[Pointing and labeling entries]

##########

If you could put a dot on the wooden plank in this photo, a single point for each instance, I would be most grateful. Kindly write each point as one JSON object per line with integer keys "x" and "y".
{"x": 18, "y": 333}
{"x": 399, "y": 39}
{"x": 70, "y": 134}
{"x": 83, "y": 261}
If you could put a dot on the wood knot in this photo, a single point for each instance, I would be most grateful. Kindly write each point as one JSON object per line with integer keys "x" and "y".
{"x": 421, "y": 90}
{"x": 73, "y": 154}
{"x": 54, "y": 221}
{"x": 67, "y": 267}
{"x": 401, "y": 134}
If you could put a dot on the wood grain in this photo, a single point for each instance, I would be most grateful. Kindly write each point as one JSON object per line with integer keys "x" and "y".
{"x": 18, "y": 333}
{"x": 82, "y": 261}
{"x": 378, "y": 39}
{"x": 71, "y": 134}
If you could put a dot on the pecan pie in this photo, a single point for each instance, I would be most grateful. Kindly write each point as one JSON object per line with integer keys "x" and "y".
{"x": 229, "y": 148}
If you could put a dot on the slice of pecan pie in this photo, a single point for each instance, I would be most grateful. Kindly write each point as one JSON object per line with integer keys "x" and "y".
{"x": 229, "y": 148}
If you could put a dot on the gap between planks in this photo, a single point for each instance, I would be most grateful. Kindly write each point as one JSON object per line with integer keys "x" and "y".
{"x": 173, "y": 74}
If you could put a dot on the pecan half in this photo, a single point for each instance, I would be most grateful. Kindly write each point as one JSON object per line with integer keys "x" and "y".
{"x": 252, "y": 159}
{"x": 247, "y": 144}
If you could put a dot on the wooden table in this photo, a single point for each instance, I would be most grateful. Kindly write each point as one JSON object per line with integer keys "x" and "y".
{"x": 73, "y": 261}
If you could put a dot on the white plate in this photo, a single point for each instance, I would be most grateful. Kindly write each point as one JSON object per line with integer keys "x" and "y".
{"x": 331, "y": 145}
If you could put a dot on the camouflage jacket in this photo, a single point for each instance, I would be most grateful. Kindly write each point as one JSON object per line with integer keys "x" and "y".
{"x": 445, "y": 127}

##########

- Do this -
Your task is to repeat the data exactly, with nothing left out.

- Final result -
If you could put a dot on the wooden plank in this photo, a single point for each instance, I would be most grateful. Kindly write each point as one JSON object per line with integer keys "x" and "y".
{"x": 18, "y": 333}
{"x": 399, "y": 39}
{"x": 70, "y": 134}
{"x": 83, "y": 261}
If you could put a dot on the wood knot in this photo, a single point for each instance, I would be most grateful. Kindly write each point as one JSON object per line with integer keys "x" and "y".
{"x": 421, "y": 90}
{"x": 73, "y": 154}
{"x": 54, "y": 221}
{"x": 67, "y": 267}
{"x": 401, "y": 134}
If you could put a dot on the wood grain in this photo, a single point for each instance, I would be most grateful. Kindly write each point as one JSON object per line with integer keys "x" and "y".
{"x": 18, "y": 333}
{"x": 82, "y": 261}
{"x": 378, "y": 39}
{"x": 71, "y": 134}
If you could put a dot on the pecan pie in this photo, a single point for each instance, I would be most grateful. Kindly write each point as one JSON object per line with integer keys "x" and "y".
{"x": 229, "y": 148}
If you could put a dot on the slice of pecan pie in this photo, a single point for each instance, I would be most grateful. Kindly write each point as one JSON object per line with integer keys "x" and "y".
{"x": 229, "y": 148}
If you could put a dot on the gap between planks in this photo, a single point for each instance, I would be most grateful. Kindly write each point as one JSON object per line with integer keys "x" and "y".
{"x": 173, "y": 74}
If you could put a dot on the pecan half in this photo, a single point for each instance, I would be most grateful. Kindly write each point as one JSON object per line with integer keys "x" and "y".
{"x": 252, "y": 159}
{"x": 247, "y": 144}
If you could put a dot on the wooden table in this photo, a single point for each instance, I would be most grateful. Kindly write each point as one JSON object per line with integer keys "x" and "y".
{"x": 73, "y": 261}
If you could put a dot on the white plate in this photo, a single point for each instance, I would be most grateful. Kindly write each point as one JSON object per line with integer keys "x" and "y".
{"x": 331, "y": 145}
If you could put a dot on the camouflage jacket in this photo, a single point for each instance, I would be most grateful. Kindly write each point as one JSON object per line with integer keys "x" and "y".
{"x": 445, "y": 127}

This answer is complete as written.